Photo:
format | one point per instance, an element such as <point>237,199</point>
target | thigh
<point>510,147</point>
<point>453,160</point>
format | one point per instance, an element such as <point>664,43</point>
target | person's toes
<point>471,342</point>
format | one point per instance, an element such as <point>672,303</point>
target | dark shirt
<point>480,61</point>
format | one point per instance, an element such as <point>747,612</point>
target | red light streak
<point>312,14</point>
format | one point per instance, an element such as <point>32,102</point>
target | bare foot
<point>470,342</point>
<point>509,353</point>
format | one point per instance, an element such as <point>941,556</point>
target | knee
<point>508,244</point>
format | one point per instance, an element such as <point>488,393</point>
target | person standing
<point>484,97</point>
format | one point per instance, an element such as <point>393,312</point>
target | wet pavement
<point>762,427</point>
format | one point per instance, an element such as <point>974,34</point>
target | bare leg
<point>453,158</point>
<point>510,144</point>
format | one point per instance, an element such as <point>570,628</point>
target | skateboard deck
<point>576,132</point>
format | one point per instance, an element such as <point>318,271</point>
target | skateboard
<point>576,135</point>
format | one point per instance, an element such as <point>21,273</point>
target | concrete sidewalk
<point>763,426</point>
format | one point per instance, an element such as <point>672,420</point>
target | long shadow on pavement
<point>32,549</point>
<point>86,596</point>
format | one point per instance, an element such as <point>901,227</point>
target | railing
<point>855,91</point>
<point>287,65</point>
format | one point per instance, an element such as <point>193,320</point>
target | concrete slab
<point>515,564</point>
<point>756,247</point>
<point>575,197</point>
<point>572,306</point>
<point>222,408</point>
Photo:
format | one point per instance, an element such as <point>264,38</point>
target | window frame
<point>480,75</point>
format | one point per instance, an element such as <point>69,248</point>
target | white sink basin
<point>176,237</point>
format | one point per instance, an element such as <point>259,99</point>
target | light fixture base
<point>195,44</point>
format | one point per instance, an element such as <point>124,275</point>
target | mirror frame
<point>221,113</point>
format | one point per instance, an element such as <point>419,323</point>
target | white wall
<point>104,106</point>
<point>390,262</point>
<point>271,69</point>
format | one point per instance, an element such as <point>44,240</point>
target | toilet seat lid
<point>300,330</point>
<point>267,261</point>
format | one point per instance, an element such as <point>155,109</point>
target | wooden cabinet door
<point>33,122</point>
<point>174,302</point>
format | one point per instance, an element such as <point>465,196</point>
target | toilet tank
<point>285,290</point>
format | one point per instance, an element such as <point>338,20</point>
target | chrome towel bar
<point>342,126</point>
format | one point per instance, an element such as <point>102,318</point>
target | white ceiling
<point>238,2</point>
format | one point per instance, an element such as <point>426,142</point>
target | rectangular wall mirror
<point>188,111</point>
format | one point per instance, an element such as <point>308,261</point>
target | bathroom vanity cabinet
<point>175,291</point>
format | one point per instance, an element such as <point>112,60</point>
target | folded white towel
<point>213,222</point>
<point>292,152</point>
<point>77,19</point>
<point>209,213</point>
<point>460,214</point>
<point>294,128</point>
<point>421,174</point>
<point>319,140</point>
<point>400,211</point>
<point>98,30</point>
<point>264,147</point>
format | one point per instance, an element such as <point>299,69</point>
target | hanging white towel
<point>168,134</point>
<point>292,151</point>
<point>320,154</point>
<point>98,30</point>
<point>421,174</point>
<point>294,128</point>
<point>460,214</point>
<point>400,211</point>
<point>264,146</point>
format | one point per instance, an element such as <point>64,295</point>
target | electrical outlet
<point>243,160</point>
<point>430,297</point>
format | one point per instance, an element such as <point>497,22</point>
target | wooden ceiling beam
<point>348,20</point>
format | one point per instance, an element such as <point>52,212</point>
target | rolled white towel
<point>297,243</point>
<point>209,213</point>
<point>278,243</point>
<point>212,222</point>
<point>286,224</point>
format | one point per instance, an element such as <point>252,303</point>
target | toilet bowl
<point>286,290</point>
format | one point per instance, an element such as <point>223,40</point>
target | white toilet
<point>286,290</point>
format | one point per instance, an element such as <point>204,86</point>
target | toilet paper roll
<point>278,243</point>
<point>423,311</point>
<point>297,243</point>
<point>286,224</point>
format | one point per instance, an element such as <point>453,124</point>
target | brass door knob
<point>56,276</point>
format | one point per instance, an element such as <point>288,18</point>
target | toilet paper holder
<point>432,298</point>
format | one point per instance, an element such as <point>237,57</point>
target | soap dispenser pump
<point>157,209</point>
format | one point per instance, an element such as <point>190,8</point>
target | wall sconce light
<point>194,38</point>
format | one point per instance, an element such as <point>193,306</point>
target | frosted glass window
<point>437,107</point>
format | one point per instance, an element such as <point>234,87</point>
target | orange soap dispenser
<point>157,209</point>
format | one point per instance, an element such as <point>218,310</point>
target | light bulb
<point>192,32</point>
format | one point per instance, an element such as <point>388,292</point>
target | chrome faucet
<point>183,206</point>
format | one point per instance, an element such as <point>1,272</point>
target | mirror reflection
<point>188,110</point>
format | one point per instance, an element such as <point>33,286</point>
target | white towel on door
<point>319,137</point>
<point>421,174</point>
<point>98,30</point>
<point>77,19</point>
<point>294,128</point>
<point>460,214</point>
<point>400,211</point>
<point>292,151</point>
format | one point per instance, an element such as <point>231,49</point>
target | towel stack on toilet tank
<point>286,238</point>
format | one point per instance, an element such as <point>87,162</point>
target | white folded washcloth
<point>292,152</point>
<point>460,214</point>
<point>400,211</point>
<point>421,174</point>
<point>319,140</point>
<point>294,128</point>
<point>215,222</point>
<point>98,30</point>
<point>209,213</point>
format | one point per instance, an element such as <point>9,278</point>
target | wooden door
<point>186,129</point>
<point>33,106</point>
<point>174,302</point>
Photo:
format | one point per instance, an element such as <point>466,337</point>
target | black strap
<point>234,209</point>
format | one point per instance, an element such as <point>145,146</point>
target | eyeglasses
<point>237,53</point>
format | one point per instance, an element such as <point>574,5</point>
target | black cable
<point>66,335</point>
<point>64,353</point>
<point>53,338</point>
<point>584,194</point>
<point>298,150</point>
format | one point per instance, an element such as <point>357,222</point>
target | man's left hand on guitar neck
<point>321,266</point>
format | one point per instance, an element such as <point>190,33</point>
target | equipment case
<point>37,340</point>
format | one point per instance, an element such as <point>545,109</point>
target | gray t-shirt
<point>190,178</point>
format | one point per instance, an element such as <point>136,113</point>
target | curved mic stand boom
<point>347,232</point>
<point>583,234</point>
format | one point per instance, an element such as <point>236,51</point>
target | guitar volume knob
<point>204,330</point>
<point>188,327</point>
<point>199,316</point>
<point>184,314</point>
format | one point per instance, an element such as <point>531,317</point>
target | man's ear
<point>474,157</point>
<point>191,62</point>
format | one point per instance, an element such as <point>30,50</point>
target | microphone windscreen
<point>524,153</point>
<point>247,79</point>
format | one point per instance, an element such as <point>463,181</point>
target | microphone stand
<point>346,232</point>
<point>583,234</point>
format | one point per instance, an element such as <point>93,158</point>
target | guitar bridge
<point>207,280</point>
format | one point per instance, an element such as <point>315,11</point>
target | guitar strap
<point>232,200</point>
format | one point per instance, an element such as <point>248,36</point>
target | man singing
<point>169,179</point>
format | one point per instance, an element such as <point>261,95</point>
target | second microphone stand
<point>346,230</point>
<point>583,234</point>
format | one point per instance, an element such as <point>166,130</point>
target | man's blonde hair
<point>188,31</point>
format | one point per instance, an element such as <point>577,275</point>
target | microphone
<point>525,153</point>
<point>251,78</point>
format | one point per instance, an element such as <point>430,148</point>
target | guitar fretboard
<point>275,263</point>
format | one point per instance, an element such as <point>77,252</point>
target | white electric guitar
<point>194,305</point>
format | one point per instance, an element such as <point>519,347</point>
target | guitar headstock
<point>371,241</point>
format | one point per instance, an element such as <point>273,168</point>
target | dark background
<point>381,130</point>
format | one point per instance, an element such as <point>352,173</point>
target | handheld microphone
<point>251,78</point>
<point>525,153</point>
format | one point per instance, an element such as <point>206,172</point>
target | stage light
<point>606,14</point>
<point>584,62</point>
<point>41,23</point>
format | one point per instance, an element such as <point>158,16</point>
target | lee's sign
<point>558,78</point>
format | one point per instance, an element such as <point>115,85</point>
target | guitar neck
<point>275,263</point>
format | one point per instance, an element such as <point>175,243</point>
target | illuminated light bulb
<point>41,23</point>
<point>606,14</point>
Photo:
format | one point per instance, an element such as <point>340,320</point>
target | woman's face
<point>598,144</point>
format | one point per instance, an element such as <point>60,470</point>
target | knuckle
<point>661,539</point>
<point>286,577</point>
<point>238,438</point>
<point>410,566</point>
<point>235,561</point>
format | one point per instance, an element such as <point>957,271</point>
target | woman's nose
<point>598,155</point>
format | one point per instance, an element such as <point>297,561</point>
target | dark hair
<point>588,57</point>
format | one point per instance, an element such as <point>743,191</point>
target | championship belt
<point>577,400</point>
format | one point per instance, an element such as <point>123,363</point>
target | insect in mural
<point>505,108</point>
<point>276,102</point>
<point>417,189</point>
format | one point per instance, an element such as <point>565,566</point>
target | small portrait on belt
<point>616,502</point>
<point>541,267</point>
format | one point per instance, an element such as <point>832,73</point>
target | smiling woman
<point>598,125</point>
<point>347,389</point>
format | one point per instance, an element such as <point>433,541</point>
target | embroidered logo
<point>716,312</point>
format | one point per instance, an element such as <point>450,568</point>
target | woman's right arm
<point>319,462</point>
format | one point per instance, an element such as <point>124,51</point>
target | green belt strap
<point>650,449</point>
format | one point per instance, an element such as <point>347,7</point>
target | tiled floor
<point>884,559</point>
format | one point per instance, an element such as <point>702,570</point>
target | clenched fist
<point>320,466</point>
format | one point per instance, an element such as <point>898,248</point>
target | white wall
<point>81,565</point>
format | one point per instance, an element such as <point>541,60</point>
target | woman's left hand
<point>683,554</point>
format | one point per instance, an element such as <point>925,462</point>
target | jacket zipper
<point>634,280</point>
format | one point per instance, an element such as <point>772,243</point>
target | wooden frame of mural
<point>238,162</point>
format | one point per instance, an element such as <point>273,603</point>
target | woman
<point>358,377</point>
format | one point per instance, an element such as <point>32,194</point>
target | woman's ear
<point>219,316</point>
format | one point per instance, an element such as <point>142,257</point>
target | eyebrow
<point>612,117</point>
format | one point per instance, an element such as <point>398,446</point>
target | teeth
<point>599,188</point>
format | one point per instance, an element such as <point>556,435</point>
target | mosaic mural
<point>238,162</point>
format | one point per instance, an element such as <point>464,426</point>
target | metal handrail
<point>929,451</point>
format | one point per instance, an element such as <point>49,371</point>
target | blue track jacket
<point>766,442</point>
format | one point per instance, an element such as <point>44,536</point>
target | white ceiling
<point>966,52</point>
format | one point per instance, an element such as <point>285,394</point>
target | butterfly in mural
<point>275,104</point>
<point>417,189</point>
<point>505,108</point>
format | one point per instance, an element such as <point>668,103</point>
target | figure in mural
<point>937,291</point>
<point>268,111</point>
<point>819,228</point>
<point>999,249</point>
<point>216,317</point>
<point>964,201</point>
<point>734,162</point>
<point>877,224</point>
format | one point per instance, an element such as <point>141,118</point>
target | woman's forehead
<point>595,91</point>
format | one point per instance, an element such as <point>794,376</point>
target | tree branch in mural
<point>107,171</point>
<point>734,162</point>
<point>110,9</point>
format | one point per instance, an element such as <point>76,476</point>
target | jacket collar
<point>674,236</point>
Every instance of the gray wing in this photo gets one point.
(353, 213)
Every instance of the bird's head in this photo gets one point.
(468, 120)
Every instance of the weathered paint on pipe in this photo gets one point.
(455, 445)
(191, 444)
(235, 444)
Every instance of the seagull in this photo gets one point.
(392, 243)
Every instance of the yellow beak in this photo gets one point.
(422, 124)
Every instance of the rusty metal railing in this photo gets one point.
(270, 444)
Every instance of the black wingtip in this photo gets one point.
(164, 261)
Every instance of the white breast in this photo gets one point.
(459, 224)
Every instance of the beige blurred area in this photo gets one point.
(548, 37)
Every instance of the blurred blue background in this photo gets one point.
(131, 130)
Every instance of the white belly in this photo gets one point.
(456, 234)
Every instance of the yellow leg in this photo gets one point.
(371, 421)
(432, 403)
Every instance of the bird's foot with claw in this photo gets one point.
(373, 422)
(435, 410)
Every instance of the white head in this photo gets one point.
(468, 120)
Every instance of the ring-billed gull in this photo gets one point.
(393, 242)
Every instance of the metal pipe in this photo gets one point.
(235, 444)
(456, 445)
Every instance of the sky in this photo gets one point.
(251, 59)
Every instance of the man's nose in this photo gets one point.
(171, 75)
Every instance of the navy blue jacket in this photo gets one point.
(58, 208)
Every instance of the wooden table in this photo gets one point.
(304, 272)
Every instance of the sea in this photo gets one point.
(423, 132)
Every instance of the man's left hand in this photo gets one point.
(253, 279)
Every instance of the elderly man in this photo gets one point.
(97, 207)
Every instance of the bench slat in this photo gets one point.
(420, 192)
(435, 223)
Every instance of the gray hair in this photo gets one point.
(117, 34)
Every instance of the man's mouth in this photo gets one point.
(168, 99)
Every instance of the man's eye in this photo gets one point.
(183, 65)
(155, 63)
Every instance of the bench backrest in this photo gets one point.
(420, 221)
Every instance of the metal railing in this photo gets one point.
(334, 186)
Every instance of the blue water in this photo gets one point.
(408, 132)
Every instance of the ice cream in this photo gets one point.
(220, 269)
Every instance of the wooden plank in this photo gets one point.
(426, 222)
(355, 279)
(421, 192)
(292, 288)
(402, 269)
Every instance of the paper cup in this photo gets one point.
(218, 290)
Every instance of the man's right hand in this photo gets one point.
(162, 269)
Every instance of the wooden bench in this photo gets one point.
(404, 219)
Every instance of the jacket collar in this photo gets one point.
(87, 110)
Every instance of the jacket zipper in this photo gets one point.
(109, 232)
________________________
• The request: Reproduce the lines verbatim, starting at the very first line above and ending at the line that contains "<point>471,342</point>", with both of those lines included.

• Exercise answer:
Photo:
format | one point per instance, an element such as <point>237,199</point>
target | thigh
<point>510,147</point>
<point>453,160</point>
format | one point per instance, an element such as <point>664,43</point>
target | person's toes
<point>471,342</point>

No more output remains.